_Provided passage_.
•••••

The default value of M_TRIM_THRESHOLD in Linux is set to 128K, setting a smaller value might save space.
The same behavior could be achieved by setting trim threshold value in the environment variable MALLOC_TRIM_THRESHOLD_, with no source changes absolutely.
However, preliminary test programs run using M_TRIM_THRESHOLD has shown that even though the memory allocated by malloc does return to the system, the remaining portion of the actual chunk of memory (the arena) initially requested via brk() tends to be retained.
It is possible to trim the memory arena and give any unused memory back to the system by calling malloc_trim(pad) (defined in malloc.h). This function resizes the data segment, leaving at least pad bytes at the end of it and failing if less than one page worth of bytes can be freed. Segment size is always a multiple of one page, which is 4,096 bytes on i386.
The implementation of this modified behavior of free() using malloc_trim could be done using the malloc hook functionality. This would not require any source code changes to the core glibc library.
Using madvise() system call inside the free implementation of glibc.

free() returns memory to the OS

I did some experiments, read a chapter of The Linux Programming Interface and get an satisfying answer for myself.

First , the conclusion I have is:

Library call malloc uses system calls brk and mmap under the hood when allocating memory.
As @John Zwinck describs, a linux process would choose to use brk or mmap allocating mem depending on how much you request.
If allocating by brk, the process is probably not returning the memory to the OS before it terminates (sometimes it does). If by mmap, for my simple test the process returns the mem to OS before it terminates.

•••••

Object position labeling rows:

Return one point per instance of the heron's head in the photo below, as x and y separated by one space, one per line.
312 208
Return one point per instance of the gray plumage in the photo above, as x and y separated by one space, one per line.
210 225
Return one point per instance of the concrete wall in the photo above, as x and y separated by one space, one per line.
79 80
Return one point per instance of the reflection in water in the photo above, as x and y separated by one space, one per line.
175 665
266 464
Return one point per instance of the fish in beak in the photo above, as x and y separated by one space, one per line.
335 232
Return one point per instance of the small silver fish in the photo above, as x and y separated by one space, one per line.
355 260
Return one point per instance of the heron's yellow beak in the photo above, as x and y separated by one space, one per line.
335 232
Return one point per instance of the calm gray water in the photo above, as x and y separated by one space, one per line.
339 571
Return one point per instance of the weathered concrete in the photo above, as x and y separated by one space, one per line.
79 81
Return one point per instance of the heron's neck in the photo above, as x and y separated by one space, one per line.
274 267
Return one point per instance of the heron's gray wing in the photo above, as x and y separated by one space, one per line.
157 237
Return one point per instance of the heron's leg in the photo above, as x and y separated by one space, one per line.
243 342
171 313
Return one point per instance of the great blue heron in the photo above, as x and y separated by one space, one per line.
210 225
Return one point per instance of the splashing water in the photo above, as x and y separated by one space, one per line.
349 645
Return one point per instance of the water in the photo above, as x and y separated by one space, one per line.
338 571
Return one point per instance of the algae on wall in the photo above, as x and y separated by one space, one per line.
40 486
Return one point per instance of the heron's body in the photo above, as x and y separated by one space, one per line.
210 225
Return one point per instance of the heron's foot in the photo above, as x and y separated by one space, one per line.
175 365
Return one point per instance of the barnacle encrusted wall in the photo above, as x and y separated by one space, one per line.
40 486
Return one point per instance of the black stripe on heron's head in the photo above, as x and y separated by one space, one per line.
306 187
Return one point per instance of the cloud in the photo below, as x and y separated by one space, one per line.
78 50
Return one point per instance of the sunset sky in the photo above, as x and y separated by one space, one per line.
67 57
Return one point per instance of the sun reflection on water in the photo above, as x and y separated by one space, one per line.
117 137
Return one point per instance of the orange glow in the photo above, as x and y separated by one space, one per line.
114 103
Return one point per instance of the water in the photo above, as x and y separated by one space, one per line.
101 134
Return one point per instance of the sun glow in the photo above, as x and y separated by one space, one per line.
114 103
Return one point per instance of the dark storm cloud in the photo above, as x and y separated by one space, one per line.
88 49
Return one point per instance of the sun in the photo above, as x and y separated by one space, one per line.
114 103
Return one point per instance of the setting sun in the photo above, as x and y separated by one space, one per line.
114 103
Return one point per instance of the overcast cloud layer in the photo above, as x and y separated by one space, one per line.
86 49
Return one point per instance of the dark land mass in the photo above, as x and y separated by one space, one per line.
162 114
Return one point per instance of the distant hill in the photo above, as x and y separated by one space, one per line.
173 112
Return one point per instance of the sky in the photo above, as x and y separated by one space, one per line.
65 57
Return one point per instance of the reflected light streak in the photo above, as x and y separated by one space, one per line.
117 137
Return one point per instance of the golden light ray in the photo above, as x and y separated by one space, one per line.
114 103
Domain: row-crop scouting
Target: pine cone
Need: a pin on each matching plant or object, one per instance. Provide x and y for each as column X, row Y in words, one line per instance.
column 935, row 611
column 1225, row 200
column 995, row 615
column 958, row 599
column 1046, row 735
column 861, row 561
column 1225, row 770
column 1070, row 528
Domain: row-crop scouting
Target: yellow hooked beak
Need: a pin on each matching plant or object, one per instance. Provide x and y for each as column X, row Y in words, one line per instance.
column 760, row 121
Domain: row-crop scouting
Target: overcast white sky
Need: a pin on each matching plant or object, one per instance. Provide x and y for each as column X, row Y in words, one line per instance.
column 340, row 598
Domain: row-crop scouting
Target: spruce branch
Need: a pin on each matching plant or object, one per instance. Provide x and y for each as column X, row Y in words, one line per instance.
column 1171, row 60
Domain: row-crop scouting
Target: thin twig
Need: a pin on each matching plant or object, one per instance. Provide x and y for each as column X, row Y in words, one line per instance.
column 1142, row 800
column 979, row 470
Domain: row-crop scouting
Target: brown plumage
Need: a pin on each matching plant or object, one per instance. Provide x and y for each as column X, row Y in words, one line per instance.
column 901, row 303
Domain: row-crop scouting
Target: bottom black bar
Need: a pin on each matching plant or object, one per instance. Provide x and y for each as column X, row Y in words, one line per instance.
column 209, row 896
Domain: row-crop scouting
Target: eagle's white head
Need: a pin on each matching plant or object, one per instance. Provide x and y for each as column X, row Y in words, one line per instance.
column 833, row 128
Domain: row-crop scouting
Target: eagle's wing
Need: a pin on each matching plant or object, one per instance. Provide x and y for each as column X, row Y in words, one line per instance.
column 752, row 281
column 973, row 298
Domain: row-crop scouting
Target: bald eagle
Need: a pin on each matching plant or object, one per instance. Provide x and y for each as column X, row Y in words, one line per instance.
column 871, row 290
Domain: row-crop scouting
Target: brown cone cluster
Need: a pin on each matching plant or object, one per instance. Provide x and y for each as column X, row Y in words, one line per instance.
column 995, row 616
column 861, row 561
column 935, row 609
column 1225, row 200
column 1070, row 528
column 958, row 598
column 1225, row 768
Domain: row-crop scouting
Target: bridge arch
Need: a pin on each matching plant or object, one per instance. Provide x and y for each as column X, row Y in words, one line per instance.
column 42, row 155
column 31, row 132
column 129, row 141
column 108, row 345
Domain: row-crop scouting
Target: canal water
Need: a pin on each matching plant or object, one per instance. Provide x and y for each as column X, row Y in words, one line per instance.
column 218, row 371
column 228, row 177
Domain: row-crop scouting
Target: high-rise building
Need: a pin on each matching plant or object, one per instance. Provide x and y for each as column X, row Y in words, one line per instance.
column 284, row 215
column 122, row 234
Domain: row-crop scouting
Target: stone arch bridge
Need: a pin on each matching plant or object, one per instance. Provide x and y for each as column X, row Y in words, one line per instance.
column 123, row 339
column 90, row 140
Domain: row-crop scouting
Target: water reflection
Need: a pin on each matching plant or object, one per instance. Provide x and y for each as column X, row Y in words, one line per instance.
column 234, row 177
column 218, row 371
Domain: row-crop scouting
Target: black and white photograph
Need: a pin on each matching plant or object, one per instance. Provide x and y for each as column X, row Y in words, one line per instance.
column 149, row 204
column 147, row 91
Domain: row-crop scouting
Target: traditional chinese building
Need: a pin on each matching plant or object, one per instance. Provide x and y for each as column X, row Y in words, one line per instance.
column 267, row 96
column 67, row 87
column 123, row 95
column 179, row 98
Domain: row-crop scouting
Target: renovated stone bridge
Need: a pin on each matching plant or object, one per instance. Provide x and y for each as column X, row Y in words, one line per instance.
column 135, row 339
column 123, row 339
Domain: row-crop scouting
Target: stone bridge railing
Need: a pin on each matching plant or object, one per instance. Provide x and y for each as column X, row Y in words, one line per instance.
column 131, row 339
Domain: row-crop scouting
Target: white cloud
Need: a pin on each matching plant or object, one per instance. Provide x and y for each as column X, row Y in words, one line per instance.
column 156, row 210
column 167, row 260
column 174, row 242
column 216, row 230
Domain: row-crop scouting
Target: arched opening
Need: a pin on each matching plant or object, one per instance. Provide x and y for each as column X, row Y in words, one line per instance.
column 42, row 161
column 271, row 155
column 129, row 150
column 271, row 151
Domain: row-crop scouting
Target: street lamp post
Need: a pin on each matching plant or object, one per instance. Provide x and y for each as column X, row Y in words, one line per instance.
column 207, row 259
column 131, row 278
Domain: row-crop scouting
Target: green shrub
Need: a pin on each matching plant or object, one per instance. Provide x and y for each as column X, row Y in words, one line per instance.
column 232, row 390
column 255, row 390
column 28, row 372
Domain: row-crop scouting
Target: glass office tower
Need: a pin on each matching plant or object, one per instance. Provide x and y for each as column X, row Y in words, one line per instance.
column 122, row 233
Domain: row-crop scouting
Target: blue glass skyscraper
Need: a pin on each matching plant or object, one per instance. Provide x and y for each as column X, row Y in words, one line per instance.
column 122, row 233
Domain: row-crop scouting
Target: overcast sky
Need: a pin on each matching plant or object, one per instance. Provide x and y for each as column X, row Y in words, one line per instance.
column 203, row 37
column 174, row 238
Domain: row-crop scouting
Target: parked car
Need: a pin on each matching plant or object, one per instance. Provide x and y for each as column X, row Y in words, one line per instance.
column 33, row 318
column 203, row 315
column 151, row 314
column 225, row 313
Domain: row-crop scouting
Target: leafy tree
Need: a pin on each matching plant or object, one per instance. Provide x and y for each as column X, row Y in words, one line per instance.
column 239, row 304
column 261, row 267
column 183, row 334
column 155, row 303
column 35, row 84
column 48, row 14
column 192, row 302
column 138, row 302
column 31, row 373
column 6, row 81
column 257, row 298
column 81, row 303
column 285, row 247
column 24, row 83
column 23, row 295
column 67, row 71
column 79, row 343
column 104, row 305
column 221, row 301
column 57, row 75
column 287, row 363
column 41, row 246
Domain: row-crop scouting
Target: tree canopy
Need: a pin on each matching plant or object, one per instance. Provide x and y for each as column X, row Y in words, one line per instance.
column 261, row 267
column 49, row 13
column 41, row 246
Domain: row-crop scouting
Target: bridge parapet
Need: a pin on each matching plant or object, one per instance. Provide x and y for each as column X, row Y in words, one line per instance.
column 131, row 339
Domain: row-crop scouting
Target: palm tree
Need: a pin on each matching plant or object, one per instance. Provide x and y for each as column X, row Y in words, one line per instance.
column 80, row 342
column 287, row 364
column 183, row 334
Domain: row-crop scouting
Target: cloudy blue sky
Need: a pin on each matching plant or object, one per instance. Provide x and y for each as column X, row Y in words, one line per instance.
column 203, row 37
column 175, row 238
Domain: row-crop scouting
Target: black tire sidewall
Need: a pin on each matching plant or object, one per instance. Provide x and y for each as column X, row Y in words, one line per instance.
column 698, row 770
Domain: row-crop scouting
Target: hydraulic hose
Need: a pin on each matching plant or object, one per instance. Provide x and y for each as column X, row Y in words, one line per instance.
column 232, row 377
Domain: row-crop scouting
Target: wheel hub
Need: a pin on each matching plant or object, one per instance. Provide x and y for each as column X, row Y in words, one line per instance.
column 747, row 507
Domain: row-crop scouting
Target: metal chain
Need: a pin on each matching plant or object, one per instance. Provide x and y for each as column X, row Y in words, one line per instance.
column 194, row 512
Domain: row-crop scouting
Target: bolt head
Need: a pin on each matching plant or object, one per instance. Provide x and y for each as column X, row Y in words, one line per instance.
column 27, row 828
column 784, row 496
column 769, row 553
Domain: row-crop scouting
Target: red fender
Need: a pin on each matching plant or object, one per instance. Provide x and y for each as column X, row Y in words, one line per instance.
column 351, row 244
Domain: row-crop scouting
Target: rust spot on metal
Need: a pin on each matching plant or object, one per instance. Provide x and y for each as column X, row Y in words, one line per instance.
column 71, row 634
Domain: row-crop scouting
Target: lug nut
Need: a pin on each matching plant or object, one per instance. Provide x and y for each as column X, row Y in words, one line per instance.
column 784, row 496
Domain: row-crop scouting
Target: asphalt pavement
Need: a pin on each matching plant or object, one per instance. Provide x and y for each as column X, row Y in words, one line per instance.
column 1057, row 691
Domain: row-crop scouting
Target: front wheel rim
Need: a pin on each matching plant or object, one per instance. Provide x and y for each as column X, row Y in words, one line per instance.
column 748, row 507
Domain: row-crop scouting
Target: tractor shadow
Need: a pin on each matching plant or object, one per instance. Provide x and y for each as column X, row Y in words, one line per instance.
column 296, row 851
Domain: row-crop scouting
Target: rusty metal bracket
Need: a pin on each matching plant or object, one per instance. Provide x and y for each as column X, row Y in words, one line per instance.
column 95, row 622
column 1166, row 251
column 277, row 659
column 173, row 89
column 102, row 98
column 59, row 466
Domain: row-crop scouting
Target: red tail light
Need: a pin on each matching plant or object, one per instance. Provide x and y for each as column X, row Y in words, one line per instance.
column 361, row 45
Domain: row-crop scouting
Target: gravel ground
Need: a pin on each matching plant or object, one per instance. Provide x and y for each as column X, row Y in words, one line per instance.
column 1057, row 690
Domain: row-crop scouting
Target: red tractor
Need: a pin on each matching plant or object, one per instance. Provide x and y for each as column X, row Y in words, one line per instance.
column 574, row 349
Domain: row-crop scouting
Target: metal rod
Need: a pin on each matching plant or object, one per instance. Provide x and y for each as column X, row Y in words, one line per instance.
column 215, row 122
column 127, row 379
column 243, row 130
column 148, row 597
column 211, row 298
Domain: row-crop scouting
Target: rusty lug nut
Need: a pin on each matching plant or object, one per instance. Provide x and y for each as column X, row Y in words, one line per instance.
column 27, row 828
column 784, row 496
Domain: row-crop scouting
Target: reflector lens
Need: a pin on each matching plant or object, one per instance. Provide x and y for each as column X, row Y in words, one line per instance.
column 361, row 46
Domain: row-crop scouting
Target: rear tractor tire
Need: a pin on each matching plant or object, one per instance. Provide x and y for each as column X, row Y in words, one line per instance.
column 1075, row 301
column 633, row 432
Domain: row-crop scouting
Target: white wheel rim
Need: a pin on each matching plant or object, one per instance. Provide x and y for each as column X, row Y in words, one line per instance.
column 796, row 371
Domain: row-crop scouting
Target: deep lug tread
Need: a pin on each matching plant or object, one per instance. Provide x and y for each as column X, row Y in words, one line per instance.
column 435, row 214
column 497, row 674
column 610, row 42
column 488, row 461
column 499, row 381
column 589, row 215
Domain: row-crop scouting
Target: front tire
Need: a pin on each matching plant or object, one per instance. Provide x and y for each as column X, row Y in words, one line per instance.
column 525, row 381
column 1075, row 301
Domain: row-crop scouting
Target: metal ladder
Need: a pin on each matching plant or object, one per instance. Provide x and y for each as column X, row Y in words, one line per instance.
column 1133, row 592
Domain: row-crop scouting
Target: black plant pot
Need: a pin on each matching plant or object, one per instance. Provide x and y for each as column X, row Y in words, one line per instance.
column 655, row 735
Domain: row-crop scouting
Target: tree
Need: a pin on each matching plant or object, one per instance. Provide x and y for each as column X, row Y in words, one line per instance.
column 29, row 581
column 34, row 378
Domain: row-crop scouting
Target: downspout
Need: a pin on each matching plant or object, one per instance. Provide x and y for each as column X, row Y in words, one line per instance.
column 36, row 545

•••••

_Required work_.
A: In the passage on glibc memory release, condense the paragraph beginning "It is possible to trim the memory arena" into a shorter version that keeps its main facts.
B: Return the part of the passage on glibc memory release from "It is possible" up to and including "when allocating memory.", copied word for word.
The rows are not needed for this work.

_Answers_.
A: Calling malloc_trim(pad), defined in malloc.h, trims the memory arena and returns unused memory to the system. It resizes the data segment, keeping at least pad bytes at its end, and fails if less than one page of bytes can be freed. The segment size is always a multiple of one page, which is 4,096 bytes on i386.

B:
It is possible to trim the memory arena and give any unused memory back to the system by calling malloc_trim(pad) (defined in malloc.h). This function resizes the data segment, leaving at least pad bytes at the end of it and failing if less than one page worth of bytes can be freed. Segment size is always a multiple of one page, which is 4,096 bytes on i386.
The implementation of this modified behavior of free() using malloc_trim could be done using the malloc hook functionality. This would not require any source code changes to the core glibc library.
Using madvise() system call inside the free implementation of glibc.

free() returns memory to the OS

I did some experiments, read a chapter of The Linux Programming Interface and get an satisfying answer for myself.

First , the conclusion I have is:

Library call malloc uses system calls brk and mmap under the hood when allocating memory.